DIRECTIONS FOR THIS TASK => Please copy out the data below with "rock face" replaced by "stone face" wherever it occurs, keeping everything else the same. Omit the pictures from your copy.

ROWS =>
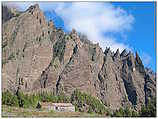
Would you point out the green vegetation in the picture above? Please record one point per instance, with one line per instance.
(9, 99)
(150, 109)
(126, 112)
(4, 44)
(27, 101)
(11, 56)
(59, 49)
(81, 100)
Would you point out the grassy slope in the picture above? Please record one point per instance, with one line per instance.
(8, 111)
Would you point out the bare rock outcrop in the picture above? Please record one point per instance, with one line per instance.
(37, 56)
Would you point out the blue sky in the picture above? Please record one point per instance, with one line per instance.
(120, 25)
(141, 37)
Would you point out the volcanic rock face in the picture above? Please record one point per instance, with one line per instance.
(39, 57)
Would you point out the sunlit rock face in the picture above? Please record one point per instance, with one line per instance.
(36, 56)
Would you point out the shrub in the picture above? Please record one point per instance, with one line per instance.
(9, 99)
(81, 99)
(150, 109)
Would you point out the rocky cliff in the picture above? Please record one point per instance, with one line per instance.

RESULT =>
Would you point out the green vegetation in the picture above? Please record one point per instance, with one line per instance.
(9, 99)
(150, 109)
(126, 112)
(4, 44)
(27, 101)
(11, 56)
(59, 49)
(81, 100)
Would you point out the grassy slope in the picture above? Please record one point per instance, with one line per instance.
(8, 111)
Would you point out the bare rock outcrop in the picture above? Please record one point per instance, with one line per instance.
(37, 56)
Would you point out the blue sky in the picture above? Please record one point per instance, with one line per instance.
(120, 25)
(141, 37)
Would you point out the volcanic stone face in the picture above? Please record one point per instance, with one line per instance.
(39, 57)
Would you point out the sunlit stone face in the picture above? Please record one point per instance, with one line per instance.
(36, 56)
Would you point out the shrub in the picture above? Please record one point per instance, with one line per instance.
(9, 99)
(81, 99)
(150, 109)
Would you point out the rocky cliff in the picture above? Please record one point per instance, with one line per instance.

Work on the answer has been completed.